TASK TO COMPLETE:
Copy the material below again, from the line containing "In this picture, where can the jagged" through the line containing "point(386, 590)", inclusive. Keep the requests unchanged, and multiply every coordinate in the answer points by 2.6, rounding to whole numbers with halves rounded up.

RECORDS FOR PROCESSING:

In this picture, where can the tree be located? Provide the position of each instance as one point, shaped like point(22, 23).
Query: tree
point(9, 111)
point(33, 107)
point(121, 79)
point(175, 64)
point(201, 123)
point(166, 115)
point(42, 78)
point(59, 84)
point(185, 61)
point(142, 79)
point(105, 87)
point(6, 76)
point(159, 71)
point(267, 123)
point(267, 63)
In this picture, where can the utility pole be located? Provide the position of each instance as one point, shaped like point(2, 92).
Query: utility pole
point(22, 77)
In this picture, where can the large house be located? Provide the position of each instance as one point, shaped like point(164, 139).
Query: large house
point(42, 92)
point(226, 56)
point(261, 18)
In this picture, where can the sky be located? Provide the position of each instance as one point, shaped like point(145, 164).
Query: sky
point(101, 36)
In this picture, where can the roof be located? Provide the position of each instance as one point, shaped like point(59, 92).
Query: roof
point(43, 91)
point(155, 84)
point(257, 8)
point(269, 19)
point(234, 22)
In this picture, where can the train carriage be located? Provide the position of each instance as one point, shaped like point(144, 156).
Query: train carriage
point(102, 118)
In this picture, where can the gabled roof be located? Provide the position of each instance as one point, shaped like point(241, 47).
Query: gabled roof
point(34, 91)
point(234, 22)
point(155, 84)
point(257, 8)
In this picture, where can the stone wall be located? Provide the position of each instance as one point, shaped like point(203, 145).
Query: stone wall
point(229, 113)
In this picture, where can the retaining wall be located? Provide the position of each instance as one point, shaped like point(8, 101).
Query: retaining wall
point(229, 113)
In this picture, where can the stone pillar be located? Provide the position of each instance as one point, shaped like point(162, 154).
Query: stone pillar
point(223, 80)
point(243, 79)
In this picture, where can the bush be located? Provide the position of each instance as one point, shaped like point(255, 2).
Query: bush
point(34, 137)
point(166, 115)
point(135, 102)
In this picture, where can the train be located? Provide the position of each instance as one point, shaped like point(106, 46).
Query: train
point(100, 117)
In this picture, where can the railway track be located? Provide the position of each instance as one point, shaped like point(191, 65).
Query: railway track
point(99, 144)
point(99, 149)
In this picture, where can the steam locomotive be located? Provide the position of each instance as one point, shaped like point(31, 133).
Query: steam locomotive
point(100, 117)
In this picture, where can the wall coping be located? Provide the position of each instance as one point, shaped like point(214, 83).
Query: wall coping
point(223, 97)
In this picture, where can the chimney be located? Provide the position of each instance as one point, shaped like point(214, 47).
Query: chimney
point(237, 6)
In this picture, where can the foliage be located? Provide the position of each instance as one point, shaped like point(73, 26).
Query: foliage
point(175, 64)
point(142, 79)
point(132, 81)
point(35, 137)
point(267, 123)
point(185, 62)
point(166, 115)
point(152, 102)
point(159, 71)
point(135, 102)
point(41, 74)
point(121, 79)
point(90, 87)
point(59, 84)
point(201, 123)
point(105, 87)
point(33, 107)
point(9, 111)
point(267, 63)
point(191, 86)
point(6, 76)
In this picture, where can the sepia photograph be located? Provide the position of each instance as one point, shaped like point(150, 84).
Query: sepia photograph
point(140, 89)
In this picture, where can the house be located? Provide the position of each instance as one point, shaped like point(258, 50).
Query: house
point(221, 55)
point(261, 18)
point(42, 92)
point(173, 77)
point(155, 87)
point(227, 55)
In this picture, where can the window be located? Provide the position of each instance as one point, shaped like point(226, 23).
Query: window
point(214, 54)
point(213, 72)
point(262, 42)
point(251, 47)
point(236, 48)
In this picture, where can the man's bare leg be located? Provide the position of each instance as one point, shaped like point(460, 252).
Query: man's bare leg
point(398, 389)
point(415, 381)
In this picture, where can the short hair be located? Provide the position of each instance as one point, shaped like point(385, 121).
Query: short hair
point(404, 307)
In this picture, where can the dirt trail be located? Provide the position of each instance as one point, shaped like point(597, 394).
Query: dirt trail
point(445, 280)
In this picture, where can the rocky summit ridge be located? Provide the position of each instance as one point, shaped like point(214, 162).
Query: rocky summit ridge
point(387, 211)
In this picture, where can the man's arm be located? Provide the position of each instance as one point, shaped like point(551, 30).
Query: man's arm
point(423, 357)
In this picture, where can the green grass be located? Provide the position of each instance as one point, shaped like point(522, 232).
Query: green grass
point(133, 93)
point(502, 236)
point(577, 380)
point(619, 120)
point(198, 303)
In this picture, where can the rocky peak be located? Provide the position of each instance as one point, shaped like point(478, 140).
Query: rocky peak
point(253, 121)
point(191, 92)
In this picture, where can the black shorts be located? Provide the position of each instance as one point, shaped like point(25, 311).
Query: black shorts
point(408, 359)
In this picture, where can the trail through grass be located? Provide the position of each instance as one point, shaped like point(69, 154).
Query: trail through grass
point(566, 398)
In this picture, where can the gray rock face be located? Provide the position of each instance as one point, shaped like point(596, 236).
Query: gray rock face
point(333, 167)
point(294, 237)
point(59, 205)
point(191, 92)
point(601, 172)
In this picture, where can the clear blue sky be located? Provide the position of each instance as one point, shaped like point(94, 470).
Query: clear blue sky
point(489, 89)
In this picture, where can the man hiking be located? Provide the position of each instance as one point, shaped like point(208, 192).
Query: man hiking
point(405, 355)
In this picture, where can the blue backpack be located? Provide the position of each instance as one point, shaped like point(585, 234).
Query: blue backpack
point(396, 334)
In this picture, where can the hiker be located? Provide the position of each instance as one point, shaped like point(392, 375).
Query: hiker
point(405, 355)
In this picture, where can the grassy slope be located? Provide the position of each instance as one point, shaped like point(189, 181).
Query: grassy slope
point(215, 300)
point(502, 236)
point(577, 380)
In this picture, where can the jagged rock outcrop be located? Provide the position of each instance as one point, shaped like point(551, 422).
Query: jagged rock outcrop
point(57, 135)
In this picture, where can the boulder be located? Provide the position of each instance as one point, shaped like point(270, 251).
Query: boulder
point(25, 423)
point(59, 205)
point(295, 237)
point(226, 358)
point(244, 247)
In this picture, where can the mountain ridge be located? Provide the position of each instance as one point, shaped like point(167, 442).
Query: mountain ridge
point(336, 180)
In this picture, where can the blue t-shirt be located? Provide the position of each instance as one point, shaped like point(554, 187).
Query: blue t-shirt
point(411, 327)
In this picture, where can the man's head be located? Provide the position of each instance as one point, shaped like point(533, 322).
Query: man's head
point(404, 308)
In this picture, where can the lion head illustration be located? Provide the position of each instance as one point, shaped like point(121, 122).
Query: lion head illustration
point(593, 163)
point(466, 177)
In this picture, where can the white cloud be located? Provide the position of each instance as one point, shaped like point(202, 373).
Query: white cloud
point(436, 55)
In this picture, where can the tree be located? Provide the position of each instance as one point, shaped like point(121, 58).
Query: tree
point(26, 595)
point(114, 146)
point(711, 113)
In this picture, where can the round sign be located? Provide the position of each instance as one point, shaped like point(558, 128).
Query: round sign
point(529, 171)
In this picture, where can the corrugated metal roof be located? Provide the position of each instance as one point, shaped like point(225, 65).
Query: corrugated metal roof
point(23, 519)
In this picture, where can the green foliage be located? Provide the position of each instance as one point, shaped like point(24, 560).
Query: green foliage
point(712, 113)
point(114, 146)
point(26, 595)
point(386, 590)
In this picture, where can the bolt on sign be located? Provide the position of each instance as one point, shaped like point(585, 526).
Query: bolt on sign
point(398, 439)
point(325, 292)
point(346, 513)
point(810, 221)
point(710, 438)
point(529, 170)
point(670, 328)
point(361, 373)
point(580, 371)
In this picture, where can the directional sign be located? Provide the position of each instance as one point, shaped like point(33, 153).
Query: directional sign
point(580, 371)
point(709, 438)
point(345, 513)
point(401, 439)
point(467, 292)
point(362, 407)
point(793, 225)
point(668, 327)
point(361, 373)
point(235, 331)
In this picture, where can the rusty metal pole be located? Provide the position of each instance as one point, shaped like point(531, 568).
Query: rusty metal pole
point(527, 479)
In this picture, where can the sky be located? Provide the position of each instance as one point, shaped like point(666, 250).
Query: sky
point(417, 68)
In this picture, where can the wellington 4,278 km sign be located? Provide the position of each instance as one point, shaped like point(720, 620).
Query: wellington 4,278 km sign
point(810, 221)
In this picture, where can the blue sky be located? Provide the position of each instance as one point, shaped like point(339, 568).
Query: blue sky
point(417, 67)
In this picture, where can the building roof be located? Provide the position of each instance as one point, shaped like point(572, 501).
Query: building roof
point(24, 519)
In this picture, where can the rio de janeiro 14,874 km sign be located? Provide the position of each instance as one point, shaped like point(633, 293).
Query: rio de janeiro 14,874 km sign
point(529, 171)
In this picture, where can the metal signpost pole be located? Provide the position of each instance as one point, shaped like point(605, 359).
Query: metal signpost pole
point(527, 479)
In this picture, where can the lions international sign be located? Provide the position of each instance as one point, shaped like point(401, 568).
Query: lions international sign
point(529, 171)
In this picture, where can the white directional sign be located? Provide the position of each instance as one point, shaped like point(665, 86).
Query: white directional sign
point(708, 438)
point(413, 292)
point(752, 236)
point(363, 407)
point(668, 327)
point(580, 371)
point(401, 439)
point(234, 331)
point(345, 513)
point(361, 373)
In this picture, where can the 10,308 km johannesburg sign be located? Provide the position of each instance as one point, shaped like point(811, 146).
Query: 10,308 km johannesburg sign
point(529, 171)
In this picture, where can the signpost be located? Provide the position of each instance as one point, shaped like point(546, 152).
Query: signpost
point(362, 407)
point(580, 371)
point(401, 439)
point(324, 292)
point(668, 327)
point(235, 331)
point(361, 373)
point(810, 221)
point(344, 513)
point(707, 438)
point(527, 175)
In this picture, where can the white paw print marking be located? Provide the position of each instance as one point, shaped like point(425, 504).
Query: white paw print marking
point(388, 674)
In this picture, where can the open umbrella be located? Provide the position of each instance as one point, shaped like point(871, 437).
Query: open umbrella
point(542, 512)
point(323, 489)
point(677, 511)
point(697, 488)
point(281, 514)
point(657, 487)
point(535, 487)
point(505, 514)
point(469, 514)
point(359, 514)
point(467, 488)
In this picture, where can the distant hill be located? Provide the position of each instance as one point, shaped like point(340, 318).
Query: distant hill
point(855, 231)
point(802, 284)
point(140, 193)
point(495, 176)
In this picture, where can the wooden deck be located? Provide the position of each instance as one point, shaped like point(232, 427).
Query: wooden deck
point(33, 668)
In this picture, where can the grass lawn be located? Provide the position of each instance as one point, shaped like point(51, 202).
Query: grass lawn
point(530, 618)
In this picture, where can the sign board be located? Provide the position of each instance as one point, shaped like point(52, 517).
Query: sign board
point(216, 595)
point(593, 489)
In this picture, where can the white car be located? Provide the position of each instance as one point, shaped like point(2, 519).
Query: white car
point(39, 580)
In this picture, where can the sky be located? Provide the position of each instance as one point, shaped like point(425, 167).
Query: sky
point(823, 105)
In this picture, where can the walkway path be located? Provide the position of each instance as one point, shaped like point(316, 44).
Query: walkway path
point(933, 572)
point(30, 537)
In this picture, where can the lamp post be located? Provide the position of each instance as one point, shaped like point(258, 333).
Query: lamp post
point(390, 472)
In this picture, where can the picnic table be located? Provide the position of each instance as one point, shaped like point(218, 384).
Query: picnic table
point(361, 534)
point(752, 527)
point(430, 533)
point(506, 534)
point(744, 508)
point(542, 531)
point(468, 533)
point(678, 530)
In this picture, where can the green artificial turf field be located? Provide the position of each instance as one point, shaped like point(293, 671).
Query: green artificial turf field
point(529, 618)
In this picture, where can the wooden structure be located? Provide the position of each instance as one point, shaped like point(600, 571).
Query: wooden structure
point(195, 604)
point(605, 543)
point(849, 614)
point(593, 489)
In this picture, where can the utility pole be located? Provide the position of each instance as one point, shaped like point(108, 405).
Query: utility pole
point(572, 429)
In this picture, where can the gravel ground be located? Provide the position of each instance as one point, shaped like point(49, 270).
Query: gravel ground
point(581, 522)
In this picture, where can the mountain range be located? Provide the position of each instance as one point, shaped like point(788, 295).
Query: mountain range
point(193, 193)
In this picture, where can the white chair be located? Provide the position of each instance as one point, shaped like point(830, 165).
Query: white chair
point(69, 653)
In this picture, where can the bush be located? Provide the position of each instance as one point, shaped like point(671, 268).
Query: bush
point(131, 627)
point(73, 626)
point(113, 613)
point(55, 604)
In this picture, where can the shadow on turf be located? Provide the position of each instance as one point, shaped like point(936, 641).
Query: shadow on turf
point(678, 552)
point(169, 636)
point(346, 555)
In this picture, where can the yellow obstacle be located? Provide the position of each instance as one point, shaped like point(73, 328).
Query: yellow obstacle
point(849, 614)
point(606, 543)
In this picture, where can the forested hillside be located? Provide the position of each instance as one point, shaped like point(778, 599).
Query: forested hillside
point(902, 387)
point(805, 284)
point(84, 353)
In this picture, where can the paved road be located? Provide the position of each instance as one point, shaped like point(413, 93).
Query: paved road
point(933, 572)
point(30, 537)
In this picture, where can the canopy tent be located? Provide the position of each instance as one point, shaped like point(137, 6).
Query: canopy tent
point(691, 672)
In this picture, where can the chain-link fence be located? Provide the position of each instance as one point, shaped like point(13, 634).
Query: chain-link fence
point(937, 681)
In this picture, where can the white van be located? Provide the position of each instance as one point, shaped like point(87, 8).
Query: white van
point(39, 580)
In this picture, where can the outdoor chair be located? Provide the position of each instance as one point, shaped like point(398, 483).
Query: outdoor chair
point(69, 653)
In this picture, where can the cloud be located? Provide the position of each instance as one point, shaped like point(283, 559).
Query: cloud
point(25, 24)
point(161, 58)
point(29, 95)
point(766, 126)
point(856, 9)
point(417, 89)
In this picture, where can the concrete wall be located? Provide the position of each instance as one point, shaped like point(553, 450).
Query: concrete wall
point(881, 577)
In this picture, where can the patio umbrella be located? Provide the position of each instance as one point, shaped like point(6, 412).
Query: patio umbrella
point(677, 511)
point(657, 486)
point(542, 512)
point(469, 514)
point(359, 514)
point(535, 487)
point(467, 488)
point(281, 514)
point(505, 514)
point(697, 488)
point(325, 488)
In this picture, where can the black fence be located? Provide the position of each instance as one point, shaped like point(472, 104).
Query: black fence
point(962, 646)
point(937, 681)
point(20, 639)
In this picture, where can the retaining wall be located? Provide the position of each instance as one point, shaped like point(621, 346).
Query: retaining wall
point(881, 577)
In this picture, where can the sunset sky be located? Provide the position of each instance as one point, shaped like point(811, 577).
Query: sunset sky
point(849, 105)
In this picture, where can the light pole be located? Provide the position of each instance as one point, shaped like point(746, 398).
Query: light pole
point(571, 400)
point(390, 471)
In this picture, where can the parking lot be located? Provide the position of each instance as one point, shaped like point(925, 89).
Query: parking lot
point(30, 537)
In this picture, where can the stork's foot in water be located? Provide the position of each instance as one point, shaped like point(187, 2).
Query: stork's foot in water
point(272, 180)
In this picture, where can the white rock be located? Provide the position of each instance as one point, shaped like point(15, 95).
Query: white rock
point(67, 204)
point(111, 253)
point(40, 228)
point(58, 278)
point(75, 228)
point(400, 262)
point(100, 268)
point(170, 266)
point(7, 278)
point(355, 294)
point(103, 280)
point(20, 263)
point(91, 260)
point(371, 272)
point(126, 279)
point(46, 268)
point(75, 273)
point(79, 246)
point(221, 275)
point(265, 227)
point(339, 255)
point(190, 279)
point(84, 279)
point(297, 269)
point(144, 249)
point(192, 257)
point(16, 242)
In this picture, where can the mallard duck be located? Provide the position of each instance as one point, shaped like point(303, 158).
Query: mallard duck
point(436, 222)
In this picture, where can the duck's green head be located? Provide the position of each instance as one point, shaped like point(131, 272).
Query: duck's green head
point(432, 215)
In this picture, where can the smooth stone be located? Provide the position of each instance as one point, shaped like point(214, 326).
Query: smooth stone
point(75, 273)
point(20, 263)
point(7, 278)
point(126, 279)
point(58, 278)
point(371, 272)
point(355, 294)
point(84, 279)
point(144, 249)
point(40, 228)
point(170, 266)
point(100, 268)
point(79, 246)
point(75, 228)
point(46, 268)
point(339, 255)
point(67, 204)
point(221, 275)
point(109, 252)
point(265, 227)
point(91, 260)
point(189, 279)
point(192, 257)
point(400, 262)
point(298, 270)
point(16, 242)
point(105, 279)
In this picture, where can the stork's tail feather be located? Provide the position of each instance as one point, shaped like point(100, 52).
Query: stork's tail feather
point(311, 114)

SOLUTION BELOW:
In this picture, where can the jagged rock outcrop be located? Provide the position of each instance as one point, shaped like point(551, 422).
Query: jagged rock outcrop
point(148, 351)
In this picture, where can the boulder be located? Provide the position of each instance as one point, shaped like point(270, 251).
Query: boulder
point(65, 1100)
point(153, 533)
point(767, 616)
point(588, 931)
point(634, 642)
In this picture, where can the mountain ridge be located? Provide the position of each instance as one point, shaped like point(167, 442).
Query: mountain ridge
point(874, 468)
In this picture, where can the blue t-shirt be located? Provide the position of each instance as one point, shaped like point(554, 187).
Query: blue t-shirt
point(1069, 850)
In this picture, where can the man's head be located? Provide the position of each instance as one point, shaped like point(533, 322).
Query: man's head
point(1050, 801)
In this picture, where can the lion head illustration be located? Provide the position of each instance as one point, shaped like point(121, 122).
Query: lion head illustration
point(1542, 424)
point(1212, 460)
In this picture, where can the white cloud be located? Provide the position of each instance as one point, shaped like point(202, 373).
Query: white cloud
point(1134, 143)
In this picture, where can the tree be located? Provide the position of each instance as one point, shaped like point(121, 58).
Query: tree
point(68, 1547)
point(296, 380)
point(1849, 294)
In this picture, where can the round sign be located? Provide the position of each instance as one point, shaped like point(558, 128).
Query: round sign
point(1375, 445)
In this picture, where can the corrugated metal roof be located? Provide the position of each instance as one point, shaped like point(225, 65).
Query: corrugated metal roof
point(60, 1349)
In this picture, where can the green foliage be located? Provide the position of each instance as one point, shaped like point(24, 560).
Query: green foliage
point(1851, 294)
point(296, 380)
point(68, 1547)
point(1004, 1534)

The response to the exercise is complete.